(Records from a collection)
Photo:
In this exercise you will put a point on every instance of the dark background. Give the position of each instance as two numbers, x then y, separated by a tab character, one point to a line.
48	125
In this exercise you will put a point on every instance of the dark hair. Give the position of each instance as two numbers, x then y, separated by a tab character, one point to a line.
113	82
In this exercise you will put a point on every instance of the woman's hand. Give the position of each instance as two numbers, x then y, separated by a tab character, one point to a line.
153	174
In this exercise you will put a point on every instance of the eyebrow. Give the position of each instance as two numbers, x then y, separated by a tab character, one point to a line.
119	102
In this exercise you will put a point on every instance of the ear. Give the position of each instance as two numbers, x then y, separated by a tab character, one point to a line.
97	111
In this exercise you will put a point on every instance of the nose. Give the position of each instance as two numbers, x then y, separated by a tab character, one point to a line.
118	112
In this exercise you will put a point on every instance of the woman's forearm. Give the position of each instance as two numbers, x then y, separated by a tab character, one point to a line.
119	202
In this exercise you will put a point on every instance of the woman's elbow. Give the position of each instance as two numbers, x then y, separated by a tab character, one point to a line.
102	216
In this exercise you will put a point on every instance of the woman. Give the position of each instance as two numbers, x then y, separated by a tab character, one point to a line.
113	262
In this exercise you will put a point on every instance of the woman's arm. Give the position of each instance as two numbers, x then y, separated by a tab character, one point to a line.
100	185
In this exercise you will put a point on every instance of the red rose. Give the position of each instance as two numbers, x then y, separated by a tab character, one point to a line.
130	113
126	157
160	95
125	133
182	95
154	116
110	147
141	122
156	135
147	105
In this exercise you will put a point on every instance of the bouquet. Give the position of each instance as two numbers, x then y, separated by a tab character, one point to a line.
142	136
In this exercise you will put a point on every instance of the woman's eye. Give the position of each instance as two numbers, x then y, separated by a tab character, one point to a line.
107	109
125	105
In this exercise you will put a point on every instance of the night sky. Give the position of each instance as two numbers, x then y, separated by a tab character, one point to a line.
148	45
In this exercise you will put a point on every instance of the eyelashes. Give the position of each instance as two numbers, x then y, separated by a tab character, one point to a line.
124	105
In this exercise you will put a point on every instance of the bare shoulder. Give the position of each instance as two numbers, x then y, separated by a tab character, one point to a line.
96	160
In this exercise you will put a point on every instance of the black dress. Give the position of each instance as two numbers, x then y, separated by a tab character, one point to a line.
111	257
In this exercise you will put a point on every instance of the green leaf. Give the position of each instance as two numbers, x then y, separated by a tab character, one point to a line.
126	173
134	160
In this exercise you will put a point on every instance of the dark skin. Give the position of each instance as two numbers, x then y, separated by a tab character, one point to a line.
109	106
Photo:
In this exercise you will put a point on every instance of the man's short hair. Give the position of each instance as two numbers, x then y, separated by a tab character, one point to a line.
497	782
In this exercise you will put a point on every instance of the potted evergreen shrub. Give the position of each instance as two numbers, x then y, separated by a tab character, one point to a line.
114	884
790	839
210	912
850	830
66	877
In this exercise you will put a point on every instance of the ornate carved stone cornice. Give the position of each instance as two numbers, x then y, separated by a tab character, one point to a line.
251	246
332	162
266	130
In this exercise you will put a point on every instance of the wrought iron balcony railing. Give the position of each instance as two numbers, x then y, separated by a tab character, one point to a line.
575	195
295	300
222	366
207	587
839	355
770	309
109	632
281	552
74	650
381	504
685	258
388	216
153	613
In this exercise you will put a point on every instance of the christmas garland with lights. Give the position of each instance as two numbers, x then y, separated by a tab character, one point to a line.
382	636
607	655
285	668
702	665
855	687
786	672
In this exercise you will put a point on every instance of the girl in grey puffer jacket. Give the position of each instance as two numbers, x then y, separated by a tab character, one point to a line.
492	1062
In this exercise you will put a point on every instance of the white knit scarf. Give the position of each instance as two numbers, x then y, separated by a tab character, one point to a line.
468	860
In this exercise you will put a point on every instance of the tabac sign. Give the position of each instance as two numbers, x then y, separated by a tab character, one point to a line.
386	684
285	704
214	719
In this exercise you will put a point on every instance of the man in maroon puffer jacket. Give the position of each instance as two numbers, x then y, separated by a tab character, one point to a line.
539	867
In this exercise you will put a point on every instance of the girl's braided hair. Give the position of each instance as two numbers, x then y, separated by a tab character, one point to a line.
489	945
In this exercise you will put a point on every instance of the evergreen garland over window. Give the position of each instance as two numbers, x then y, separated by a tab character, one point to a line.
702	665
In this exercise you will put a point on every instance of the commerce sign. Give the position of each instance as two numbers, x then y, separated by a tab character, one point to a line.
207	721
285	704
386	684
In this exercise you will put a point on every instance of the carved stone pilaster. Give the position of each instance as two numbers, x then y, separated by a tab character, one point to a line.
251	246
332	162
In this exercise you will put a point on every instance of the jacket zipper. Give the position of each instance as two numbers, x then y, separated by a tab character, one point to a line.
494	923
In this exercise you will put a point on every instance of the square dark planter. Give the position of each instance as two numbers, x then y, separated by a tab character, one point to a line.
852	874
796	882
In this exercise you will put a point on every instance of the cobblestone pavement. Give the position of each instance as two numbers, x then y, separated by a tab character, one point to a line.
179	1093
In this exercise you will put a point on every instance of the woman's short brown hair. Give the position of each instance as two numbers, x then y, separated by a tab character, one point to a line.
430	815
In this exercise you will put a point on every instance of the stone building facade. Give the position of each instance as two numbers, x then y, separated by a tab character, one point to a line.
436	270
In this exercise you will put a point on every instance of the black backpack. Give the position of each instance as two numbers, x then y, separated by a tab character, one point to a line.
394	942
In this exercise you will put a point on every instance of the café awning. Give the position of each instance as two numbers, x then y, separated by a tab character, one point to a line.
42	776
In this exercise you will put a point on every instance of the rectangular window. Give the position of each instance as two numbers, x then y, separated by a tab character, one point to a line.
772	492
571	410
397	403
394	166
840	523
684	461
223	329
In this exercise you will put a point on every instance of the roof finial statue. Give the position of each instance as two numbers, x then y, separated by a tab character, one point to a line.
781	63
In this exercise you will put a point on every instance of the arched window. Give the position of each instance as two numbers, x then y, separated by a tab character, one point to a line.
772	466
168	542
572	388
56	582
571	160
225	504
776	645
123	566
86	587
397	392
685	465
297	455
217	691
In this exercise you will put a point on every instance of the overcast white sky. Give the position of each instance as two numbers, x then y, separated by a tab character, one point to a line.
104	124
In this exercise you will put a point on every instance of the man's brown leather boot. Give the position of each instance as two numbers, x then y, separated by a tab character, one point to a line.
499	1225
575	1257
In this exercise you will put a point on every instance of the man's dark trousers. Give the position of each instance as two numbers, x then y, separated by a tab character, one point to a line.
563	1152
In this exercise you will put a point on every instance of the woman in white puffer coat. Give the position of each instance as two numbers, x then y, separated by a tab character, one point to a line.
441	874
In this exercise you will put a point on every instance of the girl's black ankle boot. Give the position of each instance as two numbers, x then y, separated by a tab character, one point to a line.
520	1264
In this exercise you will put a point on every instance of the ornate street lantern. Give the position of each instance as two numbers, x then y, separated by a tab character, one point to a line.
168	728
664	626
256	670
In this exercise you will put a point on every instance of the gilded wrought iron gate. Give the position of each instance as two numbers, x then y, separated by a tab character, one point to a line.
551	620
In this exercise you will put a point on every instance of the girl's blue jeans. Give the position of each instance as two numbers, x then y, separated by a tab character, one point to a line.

_The problem_
Copy out every line of the data above, exactly as given.

_The completed task_
Photo:
In this exercise you will put a point on every instance of the dark background. Give the position of each instance as two numbers, x then y, separated by a tab character, one point to a line.
48	125
In this exercise you will put a point on every instance of the dark hair. Give the position of each instance as two numbers, x then y, separated by a tab character, one point to a line.
113	82
In this exercise you will put a point on every instance of the woman's hand. Give the position of each instance as two numbers, x then y, separated by a tab character, one point to a line.
153	174
In this exercise you will put a point on every instance of the eyebrow. Give the position of each instance as two numbers, x then y, separated by a tab character, one point to a line.
119	102
In this exercise you will put a point on every instance of the ear. Give the position of each instance as two numbers, x then y, separated by a tab character, one point to a line.
97	111
In this exercise you will put a point on every instance of the nose. Give the position of each instance as two numbers, x then y, separated by a tab character, one point to a line.
118	112
In this exercise you will put a point on every instance of the woman's forearm. Give the position of each instance as two numbers, x then y, separated by a tab character, one point to a line.
119	202
In this exercise you will put a point on every instance of the woman's elbow. Give the position of each instance as two numbers, x then y, separated by a tab character, one point to a line.
102	216
In this exercise you will put a point on every instance of the woman. Give the position of each instance as two numbers, x then y, separated by a tab character, one point to a line.
113	262
In this exercise you will put a point on every instance of the woman's arm. Give the position of each instance as two numbers, x then y, separated by a tab character, one point to a line.
100	185
In this exercise you will put a point on every instance of the red rose. Give the position of each instance as two numbers, x then y, separated by a tab character, one point to a line.
130	113
126	157
160	95
125	133
182	95
154	116
110	147
141	122
156	135
147	105
In this exercise you will put a point on every instance of the bouquet. Give the position of each instance as two numbers, x then y, separated by a tab character, one point to a line.
142	136
In this exercise you will put a point on every instance of the woman's eye. Give the position of each instance as two numbers, x then y, separated by a tab character, one point to a line.
107	109
125	105
In this exercise you will put a point on every instance of the night sky. Give the position of each instance as two numbers, x then y, separated by a tab character, one point to a line.
148	45
In this exercise you will put a point on every instance of the eyelashes. Give the position of each instance as two numbers, x then y, separated by a tab character, one point to a line.
124	105
In this exercise you will put a point on every instance of the bare shoulder. Give the position of each instance as two numbers, x then y, separated by a tab character, one point to a line.
96	160
In this exercise you will put a point on every instance of the black dress. Give the position of each instance as two numbers, x then y, separated by a tab character, one point to a line.
111	257
In this exercise you will put a point on every instance of the green leaf. Give the position of each instance as two numbers, x then y, separated by a tab character, one point to a line.
126	173
134	160
In this exercise you will put a point on every instance of the dark skin. Give the position of each instance as two numbers, x then y, separated by a tab character, one point to a line.
109	106
Photo:
In this exercise you will put a point on every instance of the man's short hair. Give the position of each instance as two numbers, x then y, separated by a tab character, one point to a line.
497	782
In this exercise you will put a point on every instance of the potted evergreen shrub. Give the position of each instance as two numbers, x then y, separated by a tab character, one point to a line.
114	884
790	839
210	912
850	830
66	877
In this exercise you will put a point on every instance of the ornate carved stone cornice. Give the position of each instance as two numbers, x then y, separated by a tab character, one point to a line.
251	246
332	162
266	130
In this exercise you will put a point on every instance of the wrought iron balcony railing. Give the position of each instance as two numbers, x then y, separated by a tab character, one point to a line.
575	195
295	300
222	366
207	587
839	355
770	309
109	632
281	552
74	650
381	504
685	258
388	216
153	613
In this exercise you will put a point on every instance of the christmas garland with lights. Give the position of each instance as two numbers, x then y, separated by a tab character, one point to a line.
382	636
607	655
285	668
702	665
855	687
786	672
In this exercise you will put a point on every instance of the girl in grey puffer jacket. Give the position of each instance as two numbers, x then y, separated by a tab character, one point to a line.
492	1062
In this exercise you will put a point on every instance of the white knit scarf. Give the position of each instance as two numbers, x then y, separated by a tab character, one point to a line.
468	860
In this exercise you will put a point on every instance of the tabac sign. Give the position of each instance as two numbers, x then y, separated by a tab character, one point to a line.
386	684
285	704
214	719
In this exercise you will put a point on every instance of the man in maroon puffer jacket. Give the position of each instance as two numbers, x then y, separated by a tab character, one point to a line.
539	867
In this exercise you will put a point on every instance of the girl's braided hair. Give the position of each instance as two numbers, x then y, separated by a tab character, one point to a line.
489	945
In this exercise you will put a point on every instance of the evergreen garland over window. Give the position of each instance as two numbers, x then y, separated by a tab character, one point to a line.
702	665
In this exercise you will put a point on every instance of the commerce sign. Give the position of each instance as two numbers, x then y, separated by a tab character, one point to a line.
207	721
285	704
386	684
In this exercise you will put a point on every instance of the carved stone pilaster. Give the position of each instance as two numbers, x then y, separated by a tab character, one point to a line.
251	246
332	162
In this exercise you will put a point on every instance of the jacket zipper. Give the position of each instance as two numbers, x then y, separated by a tab character, one point to a line.
494	923
In this exercise you will put a point on every instance of the square dark planter. Give the position of each instance as two numbers, x then y, separated by a tab character, one point to a line.
852	874
796	882
In this exercise you will put a point on every instance of the cobblestone pavement. Give the position of each instance as two numbers, x then y, separated by a tab character, one point to a line.
179	1093
In this exercise you will put a point on every instance of the woman's short brown hair. Give the position of each instance as two numbers, x then y, separated by a tab character, one point to a line.
430	815
In this exercise you will put a point on every instance of the stone building facade. Give the position of each instance as two numbers, x then y, separated by a tab character, one point to a line.
436	270
In this exercise you will put a point on every instance of the black backpack. Give the position of each instance as two numbers, x then y, separated by a tab character, one point to a line.
394	942
In this exercise you will put a point on every instance of the café awning. Give the position of each instance as two numbers, x then y, separated by a tab character, one point to a line.
42	776
In this exercise you will put a point on every instance of the rectangular window. Give the position of each instance as two numbers, x then y, separated by a tab character, one point to a line.
772	492
571	410
397	403
394	166
840	523
684	461
223	329
In this exercise you will put a point on every instance of the roof finial statue. Give the position of each instance as two numbers, x then y, separated by a tab character, one point to a line.
781	63
In this exercise you will put a point on every instance of the arched window. Give the position of each instance as two numbers, x then y, separated by a tab character, one point to a line.
772	466
168	542
572	388
56	582
571	160
225	504
776	645
123	566
86	587
397	392
685	465
297	455
217	691
In this exercise you will put a point on every instance of the overcast white sky. Give the position of each instance as two numbers, x then y, separated by a tab character, one point to a line.
104	124
In this exercise you will put a point on every instance of the man's brown leather boot. Give the position of each instance as two numbers, x then y, separated by a tab character, one point to a line.
499	1225
575	1257
In this exercise you will put a point on every instance of the man's dark trousers. Give the position of each instance as two numbers, x then y, separated by a tab character, one point to a line.
563	1152
In this exercise you will put a point on every instance of the woman in white puffer coat. Give the position of each instance as two numbers, x then y, separated by a tab character, one point to a line.
441	874
In this exercise you will put a point on every instance of the girl's black ankle boot. Give the position of each instance as two numbers, x then y, separated by a tab character, one point to a line.
520	1264
In this exercise you will put a point on every instance of the ornate street lantern. Give the position of each instance as two numbers, x then y, separated by a tab character, one point to a line.
168	728
664	626
256	670
In this exercise you will put a point on every instance of the gilded wrought iron gate. Give the position of each instance as two numbers, x then y, separated by a tab character, one point to a line.
551	620
In this exercise you will put a point on every instance of the girl's blue jeans. Give the position of each instance as two numbers, x then y, separated by a tab character, one point to a line.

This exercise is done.